● STATED EXERCISE
Can you duplicate these lines exactly, with the pictures left out of your answer?

(Segmentation data)
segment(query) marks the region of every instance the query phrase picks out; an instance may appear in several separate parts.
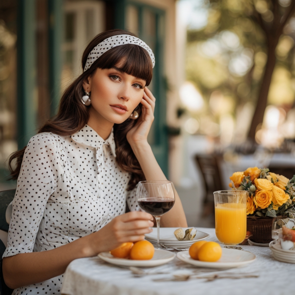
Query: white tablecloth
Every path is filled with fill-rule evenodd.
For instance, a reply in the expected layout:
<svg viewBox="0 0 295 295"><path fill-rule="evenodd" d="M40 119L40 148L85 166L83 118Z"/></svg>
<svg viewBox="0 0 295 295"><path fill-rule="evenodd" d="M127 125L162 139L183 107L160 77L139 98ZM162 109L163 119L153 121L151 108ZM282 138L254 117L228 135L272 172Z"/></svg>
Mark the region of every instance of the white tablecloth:
<svg viewBox="0 0 295 295"><path fill-rule="evenodd" d="M214 229L198 229L209 234L209 240L218 242ZM242 246L243 250L256 255L254 262L242 267L215 271L213 273L250 273L259 275L259 277L221 279L210 282L196 278L186 281L155 282L153 280L156 278L172 277L175 274L192 274L196 268L175 258L169 263L152 269L155 271L170 273L138 277L135 277L128 269L108 264L98 257L94 257L76 259L69 265L64 276L61 293L69 295L295 294L295 264L275 260L268 247ZM201 273L200 275L206 274Z"/></svg>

● FINISHED ANSWER
segment(query) marks the region of every instance the query phrase picks out; an instance may appear in several separate parts.
Query: white tablecloth
Every path is filled with fill-rule evenodd.
For instance, a reply in the expected layout:
<svg viewBox="0 0 295 295"><path fill-rule="evenodd" d="M40 119L40 148L85 166L83 118Z"/></svg>
<svg viewBox="0 0 295 295"><path fill-rule="evenodd" d="M127 125L162 139L183 107L160 77L139 98ZM162 109L163 119L153 121L151 108ZM282 138L254 117L228 135L272 172Z"/></svg>
Mark the region of every instance of the white tablecloth:
<svg viewBox="0 0 295 295"><path fill-rule="evenodd" d="M214 229L198 229L209 234L209 240L218 242ZM242 246L243 250L256 255L254 262L242 267L215 271L213 273L250 273L259 275L259 277L221 279L210 282L196 278L186 281L155 282L153 280L156 278L172 277L175 274L192 274L196 268L175 258L169 263L152 269L155 271L170 273L138 277L135 277L128 269L108 264L98 257L94 257L76 259L69 265L64 276L61 293L69 295L295 294L295 264L275 260L268 247ZM201 273L200 275L206 274Z"/></svg>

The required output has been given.